THE TASK — Continue the passage on immune cells in the central nervous system, starting after its last sentence.

SUPPLIED TEXT —
Segment Open

The following sections will outline what is known about the immune system's response to CNS injury in general, and why aspects of the immune system have become considered drivers of neurodegenerative disease, of which head injury is now considered a risk factor. This will provide context for the review of the current literature for immune involvement in the pathology of mild TBI.
Positioning of the Immune System Within the CNS
Immune cells are present throughout the adult CNS (43). Microglia are a type of tissue resident macrophage and are the major immune cell type (44). Microglial cell bodies and their processes cover every cubic micrometer of the brain during constant surveillance activities (45, 46). Recent work shows that, of the total number of immune cells in the brain, ~80% are microglia, with the remainder comprised of barrier-associated macrophages and cell types more traditionally associated with the periphery such as neutrophils and T cells (44, 47–49). Microglia are highly plastic and defend the brain against external challenges. Pattern recognition receptors (PRRs) are scattered along their membrane, by which they can recognize pathogen-associated molecular patterns (PAMPs) and host-derived danger-associated molecular patterns (DAMPs), making microglia equipped with the tools to evoke a rapid, fine-tuned inflammatory response to immunological challenges (50). Microglia phenotype and morphology are determined by their local environment and several concepts relating to their function, such as “homeostatic,” “primed,” “trained,” or “tolerant” microglia, have emerged from experimental models (51). Microglial priming is defined as a prolonged and exaggerated immune response resulting from an acute inflammatory event in an ongoing inflammatory environment (52). Innate immune memory is associated to cell reprogramming following a primary immune stimulus that leads to increased (trained) or decreased (tolerant) responses to a secondary inflammatory stimulus (53). These concepts are important in the context of mild TBI as repeated head injuries lead to greater risk of poor outcome (32, 54). Although not defined as immune cells per se, astrocytes, oligodendrocytes, and endothelial cells all perform various functions that are critical to the immune response (55–58), and the important actions specific to these cells in mild TBI are reviewed elsewhere (59–62).

Segment Closed

PROVIDED MATERIAL —
Segment Open

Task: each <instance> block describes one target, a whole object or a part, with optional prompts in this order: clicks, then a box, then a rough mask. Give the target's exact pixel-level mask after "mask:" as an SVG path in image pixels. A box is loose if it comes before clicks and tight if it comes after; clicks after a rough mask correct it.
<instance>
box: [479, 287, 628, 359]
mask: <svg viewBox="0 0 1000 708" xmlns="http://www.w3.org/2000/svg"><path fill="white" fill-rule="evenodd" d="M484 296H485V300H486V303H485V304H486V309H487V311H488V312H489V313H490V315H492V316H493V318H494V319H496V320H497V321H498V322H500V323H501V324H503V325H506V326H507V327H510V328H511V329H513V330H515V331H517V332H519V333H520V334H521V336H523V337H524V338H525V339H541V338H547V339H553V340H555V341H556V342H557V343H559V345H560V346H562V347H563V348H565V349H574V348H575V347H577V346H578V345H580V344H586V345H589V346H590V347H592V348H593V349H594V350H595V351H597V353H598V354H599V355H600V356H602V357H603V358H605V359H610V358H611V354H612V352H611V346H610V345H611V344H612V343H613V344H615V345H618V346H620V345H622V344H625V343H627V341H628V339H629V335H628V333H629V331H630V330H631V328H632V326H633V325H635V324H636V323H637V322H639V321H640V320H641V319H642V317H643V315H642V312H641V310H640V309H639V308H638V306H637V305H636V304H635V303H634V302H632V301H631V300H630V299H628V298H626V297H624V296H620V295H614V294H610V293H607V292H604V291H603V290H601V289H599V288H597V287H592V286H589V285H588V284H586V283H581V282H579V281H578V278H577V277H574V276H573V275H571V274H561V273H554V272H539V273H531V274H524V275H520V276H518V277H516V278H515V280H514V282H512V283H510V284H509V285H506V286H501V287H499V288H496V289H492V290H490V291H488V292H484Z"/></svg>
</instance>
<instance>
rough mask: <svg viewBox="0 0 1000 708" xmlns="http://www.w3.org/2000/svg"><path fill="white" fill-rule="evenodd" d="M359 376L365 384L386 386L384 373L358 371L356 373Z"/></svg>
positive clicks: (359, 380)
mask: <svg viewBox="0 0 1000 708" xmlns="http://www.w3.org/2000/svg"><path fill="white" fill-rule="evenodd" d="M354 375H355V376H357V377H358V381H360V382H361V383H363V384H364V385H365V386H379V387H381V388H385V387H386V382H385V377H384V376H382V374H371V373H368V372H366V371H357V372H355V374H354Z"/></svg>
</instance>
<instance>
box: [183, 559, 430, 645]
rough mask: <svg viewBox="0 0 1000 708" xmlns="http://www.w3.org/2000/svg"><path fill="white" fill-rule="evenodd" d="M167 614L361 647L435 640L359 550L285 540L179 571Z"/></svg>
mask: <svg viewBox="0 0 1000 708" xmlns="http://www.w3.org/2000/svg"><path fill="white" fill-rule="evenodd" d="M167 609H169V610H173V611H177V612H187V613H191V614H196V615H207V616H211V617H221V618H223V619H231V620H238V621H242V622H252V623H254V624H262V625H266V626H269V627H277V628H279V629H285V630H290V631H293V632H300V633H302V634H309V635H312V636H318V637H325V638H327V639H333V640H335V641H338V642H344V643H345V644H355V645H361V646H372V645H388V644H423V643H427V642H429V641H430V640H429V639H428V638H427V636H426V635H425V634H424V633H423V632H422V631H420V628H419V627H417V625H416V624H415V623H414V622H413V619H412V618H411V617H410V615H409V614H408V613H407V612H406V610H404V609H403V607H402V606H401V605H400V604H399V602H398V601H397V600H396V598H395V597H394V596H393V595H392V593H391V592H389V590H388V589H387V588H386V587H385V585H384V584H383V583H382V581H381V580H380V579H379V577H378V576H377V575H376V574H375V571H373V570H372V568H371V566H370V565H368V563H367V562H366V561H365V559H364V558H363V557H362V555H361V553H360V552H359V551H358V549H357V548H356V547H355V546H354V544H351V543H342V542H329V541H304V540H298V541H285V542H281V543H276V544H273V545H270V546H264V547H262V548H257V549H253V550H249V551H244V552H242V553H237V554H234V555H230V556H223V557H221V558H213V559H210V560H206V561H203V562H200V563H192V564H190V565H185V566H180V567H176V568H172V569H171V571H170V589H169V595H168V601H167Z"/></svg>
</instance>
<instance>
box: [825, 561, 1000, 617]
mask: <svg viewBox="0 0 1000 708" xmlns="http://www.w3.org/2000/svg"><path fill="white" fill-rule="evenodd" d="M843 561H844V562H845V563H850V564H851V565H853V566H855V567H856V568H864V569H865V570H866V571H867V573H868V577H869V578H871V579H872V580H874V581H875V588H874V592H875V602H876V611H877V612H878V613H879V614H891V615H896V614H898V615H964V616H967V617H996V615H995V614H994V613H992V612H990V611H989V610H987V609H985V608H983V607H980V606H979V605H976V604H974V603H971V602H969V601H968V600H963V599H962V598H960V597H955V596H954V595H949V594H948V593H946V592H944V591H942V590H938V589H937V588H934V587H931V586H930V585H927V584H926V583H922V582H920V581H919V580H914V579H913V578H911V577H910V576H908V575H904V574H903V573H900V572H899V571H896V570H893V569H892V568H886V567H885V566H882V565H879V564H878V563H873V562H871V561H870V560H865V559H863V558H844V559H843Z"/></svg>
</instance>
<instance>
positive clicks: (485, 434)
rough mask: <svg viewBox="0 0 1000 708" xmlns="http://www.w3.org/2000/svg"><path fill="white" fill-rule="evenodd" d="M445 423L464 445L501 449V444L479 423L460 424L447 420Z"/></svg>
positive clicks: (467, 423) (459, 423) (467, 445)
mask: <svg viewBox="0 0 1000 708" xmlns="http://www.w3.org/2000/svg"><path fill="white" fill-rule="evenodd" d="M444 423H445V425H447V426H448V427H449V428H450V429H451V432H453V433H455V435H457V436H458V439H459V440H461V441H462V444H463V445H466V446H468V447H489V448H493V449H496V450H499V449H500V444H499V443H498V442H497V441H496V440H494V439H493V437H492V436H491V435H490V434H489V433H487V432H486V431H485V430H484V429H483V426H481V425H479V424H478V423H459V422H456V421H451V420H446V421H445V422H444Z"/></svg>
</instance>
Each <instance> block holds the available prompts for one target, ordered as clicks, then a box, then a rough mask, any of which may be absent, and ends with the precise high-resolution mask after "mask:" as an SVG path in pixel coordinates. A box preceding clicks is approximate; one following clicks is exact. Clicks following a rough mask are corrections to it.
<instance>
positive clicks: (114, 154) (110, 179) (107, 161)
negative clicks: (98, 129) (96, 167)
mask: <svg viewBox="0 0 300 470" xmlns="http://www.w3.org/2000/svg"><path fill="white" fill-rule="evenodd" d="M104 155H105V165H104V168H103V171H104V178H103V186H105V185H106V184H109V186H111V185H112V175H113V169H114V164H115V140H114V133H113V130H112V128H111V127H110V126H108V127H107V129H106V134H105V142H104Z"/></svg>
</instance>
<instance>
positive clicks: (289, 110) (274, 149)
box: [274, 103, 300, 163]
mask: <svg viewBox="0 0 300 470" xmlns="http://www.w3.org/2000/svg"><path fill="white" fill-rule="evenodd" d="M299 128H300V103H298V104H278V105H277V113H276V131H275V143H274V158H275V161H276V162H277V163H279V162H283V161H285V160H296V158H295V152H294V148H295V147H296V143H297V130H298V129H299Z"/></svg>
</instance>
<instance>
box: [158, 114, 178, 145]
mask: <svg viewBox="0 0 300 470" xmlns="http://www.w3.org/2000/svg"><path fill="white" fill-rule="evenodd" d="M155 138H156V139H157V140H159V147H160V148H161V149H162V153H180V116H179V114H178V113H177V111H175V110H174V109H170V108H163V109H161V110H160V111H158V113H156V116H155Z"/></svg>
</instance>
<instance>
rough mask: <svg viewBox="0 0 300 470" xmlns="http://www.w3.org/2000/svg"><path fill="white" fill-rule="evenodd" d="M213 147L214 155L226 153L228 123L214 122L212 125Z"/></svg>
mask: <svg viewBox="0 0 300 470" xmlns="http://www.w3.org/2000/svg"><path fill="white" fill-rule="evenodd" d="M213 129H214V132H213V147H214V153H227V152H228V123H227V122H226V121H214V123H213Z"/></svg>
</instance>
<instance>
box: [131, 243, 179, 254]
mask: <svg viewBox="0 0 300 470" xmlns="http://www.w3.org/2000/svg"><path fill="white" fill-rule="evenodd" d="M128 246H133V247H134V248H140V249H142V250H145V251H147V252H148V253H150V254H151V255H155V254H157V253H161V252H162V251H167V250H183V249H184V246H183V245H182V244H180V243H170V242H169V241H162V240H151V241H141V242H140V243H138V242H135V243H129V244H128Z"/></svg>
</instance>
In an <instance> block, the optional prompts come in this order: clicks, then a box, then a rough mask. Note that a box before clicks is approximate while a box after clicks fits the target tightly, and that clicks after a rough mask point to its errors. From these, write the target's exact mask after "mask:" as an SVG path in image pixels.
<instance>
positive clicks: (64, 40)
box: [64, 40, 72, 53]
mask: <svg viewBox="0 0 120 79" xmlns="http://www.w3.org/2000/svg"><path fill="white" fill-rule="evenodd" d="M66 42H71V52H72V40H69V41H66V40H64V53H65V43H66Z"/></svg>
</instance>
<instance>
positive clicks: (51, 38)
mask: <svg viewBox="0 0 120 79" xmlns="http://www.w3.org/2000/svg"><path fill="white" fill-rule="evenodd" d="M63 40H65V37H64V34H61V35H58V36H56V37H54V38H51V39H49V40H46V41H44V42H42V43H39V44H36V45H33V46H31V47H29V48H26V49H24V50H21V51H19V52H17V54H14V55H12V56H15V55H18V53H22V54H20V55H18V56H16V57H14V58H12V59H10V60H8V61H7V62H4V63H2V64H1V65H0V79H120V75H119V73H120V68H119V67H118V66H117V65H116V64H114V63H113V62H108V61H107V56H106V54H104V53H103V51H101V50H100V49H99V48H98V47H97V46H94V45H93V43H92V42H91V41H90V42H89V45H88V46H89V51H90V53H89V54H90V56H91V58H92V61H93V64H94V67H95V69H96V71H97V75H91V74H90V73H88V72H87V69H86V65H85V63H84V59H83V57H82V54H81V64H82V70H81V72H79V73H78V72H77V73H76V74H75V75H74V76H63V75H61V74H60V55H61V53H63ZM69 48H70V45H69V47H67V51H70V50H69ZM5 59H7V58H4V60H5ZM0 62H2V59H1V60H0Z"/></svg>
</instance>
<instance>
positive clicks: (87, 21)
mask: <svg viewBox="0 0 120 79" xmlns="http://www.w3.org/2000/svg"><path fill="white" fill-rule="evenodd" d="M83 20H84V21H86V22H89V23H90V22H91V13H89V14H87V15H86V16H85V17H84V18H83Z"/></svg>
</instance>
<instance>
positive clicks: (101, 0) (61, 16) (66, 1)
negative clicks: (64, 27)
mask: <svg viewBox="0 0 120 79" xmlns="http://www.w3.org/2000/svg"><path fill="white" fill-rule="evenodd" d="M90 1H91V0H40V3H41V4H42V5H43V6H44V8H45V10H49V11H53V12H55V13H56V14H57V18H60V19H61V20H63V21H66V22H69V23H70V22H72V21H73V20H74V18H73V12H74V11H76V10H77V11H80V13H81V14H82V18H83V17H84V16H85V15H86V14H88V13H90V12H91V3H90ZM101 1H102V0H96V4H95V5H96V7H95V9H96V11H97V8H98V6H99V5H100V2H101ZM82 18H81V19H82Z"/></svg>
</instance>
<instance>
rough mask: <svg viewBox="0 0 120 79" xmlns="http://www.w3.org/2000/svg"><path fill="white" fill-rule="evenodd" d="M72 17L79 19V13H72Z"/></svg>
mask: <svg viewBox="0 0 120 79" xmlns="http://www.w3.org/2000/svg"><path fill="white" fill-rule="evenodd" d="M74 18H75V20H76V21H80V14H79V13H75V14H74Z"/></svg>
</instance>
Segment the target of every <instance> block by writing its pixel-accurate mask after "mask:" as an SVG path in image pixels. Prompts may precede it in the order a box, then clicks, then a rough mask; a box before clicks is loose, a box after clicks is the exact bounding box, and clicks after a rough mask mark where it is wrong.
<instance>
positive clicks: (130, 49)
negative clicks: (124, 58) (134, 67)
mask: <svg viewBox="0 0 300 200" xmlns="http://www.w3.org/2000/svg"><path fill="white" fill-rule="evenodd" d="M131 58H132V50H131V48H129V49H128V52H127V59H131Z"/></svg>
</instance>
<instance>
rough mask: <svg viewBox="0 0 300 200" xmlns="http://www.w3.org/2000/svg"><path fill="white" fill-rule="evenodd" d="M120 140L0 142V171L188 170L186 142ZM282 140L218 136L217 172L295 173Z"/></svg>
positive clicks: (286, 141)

Segment Closed

ANSWER BELOW —
Neuroinflammatory cascades rely on the activation of the inflammasome, a protein complex, consisting of caspase-1, apoptosis-associated speck-like protein (ASC) and nod-like receptor protein (NLRP1 or NLRP3) (63, 64). Common microglial pathways activated upon the detection of a challenge involve NF-κB, which is a pro-inflammatory transcription factor that stimulates cytokine release in conjunction with the inflammasome (50). Metabolic changes within microglia also sustain or restrain inflammation (65). Rapid motility, reactive oxygen species (ROS) and cytokine production require quick energy utilization through glycolysis and fatty acid synthesis (65–67). In contrast, anti-inflammatory microglia require efficient energy production utilizing oxidative phosphorylation for transcription of ATP-dependent tissue repair genes, reduce ROS, perform amino acid and fatty acid oxidation to produce growth factors, including polyamines and prolines, and to support mitochondrial respiration (65–67).
In the event of CNS injury, microglia reduce their ramifications and extend cell processes to the site of injury, helping to maintain the integrity of critical CNS barrier structures such as glial limitans and vasculature (68–70). Moreover, they increase their migration to damaged brain sites and become phagocytic to clear cell debris (71–73). Microglia and other resident immune cells can be joined by their infiltrating counterparts from the circulation, such as neutrophils, monocytes, and lymphocytes, depending on the severity of injury (43, 71, 73–79). These peripheral cells are recruited through a multitude of mechanisms, including endothelial and microglial signaling, and can enter the brain through the compromised blood brain barrier, circumventricular organs or other brain blood interfaces, such as the meninges (80, 81).
In the context of human mild TBI, it is unknown whether circulating immune cells are recruited to the brain in patients, and closed head animal models provide differing results depending on induction and severity of the injury [see below]. Recruitment of immune cells may vastly affect progression of pathology, as the actions of these cells can differ compared to their resident counterparts (43). Furthermore, evidence suggests that infiltrating immune cells influence resident microglia populations, which may have long lasting consequences for injury outcomes (74, 82–85).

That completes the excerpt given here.